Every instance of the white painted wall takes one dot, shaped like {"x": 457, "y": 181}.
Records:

--

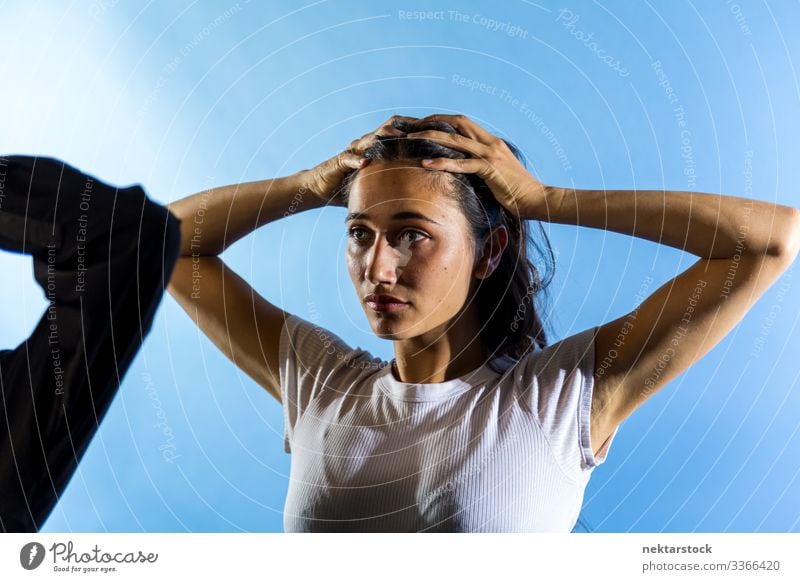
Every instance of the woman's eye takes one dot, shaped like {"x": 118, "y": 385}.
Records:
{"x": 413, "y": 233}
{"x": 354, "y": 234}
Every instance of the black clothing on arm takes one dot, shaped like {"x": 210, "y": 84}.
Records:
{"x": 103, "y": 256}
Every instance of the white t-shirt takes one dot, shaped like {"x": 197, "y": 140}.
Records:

§ **EXERCISE INSTRUCTIONS**
Please find each line in the listing above that contains the word "like" and copy those lines out in full. Case matters.

§ **RESULT FOR THIS TASK**
Every instance of the white painted wall takes one dot, shaped like {"x": 457, "y": 181}.
Every instance of the woman's eye takes one dot, shaped like {"x": 118, "y": 385}.
Every instance of the black clothing on arm takes one dot, shaped like {"x": 210, "y": 84}.
Every instance of the white t-shirt takes one dot, shaped like {"x": 197, "y": 140}.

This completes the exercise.